Items for identifying locations:
::::::
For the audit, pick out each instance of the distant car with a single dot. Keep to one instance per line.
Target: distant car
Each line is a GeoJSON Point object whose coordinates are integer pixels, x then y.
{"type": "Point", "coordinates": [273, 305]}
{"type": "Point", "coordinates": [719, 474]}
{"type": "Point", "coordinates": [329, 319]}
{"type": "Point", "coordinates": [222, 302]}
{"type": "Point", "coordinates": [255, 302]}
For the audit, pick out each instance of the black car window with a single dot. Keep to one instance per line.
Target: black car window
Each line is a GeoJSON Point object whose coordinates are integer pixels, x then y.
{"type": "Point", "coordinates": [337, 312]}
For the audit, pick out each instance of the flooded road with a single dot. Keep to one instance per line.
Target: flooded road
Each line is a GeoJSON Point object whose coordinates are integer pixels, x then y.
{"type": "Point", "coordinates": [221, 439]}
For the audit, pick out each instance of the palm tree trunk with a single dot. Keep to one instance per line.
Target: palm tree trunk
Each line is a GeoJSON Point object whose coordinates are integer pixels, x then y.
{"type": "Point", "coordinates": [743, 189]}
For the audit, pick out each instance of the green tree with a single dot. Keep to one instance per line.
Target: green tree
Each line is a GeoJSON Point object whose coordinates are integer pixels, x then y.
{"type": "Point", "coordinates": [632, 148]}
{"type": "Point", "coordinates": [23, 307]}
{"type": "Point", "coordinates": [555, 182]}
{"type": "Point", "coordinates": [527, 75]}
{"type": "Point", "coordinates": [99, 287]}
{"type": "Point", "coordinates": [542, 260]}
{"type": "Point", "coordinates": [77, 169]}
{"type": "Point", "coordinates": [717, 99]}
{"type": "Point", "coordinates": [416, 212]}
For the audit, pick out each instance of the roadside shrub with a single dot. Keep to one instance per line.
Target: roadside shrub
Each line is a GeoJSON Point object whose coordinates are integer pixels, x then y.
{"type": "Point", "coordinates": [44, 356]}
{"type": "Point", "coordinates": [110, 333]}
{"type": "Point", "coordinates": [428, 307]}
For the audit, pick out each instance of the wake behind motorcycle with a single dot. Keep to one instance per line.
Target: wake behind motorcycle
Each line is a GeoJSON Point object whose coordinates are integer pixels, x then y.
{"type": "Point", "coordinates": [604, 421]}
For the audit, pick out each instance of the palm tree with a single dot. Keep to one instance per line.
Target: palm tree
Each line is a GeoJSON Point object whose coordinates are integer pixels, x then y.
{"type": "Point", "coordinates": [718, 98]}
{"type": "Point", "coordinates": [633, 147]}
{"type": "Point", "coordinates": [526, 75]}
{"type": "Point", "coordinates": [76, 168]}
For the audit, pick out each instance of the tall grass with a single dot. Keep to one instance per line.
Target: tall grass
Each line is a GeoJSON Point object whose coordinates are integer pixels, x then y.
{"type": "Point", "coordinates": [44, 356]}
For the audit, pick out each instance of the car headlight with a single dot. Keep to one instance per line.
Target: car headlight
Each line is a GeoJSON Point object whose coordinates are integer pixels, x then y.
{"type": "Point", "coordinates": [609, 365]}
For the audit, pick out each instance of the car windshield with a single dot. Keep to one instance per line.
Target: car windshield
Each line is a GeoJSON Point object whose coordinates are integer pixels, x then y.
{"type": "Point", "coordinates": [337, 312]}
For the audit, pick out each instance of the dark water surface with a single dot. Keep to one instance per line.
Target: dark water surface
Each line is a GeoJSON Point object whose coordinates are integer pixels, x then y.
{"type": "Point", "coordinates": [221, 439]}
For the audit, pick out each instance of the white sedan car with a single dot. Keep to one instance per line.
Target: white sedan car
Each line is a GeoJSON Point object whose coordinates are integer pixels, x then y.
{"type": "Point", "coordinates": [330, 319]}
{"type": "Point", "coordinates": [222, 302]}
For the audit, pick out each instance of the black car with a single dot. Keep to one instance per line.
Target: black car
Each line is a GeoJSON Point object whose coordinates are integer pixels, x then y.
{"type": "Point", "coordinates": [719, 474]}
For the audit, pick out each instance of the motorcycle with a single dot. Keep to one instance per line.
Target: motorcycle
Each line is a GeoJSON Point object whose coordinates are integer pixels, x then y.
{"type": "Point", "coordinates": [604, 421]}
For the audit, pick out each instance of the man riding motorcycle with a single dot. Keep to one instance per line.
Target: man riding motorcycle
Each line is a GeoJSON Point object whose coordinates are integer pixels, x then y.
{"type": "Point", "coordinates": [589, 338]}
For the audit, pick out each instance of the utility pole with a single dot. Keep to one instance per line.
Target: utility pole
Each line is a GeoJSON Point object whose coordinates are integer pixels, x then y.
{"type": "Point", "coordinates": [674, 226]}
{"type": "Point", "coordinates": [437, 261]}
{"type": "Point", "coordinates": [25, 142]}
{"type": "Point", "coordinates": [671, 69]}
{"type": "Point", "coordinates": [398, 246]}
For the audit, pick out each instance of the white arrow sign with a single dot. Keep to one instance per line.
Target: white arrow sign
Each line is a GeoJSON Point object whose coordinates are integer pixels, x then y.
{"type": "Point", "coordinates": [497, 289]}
::::::
▶ [Work instructions]: Copy out, word for word, the lines of the material starting with the line containing "For the audit, pick out each instance of the motorcycle" and going on through the final line.

▶ [Written solution]:
For the audit, pick out each instance of the motorcycle with a single dot. Keep to one instance per line.
Target: motorcycle
Each line is a GeoJSON Point object whose coordinates are integer pixels, x then y.
{"type": "Point", "coordinates": [604, 421]}
For the audit, pick out each instance of the man riding motorcycle with a single dot. Keep to one instance per line.
Target: man riding motorcycle
Each line is a GeoJSON Point object whose coordinates are integer pixels, x then y.
{"type": "Point", "coordinates": [589, 338]}
For the audit, pick out each instance of the utility pole with a single dot. Keep to one instance per line.
Target: utility pole
Each line is a GeoJSON Point object whose coordinates are integer pixels, x then y.
{"type": "Point", "coordinates": [674, 226]}
{"type": "Point", "coordinates": [437, 261]}
{"type": "Point", "coordinates": [25, 142]}
{"type": "Point", "coordinates": [671, 69]}
{"type": "Point", "coordinates": [398, 246]}
For the audit, pick out each instance of the white arrow sign with a single dot. Keep to one instance per line.
Target: white arrow sign
Each line is a GeoJSON Point object whose coordinates are integer pixels, x then y.
{"type": "Point", "coordinates": [497, 289]}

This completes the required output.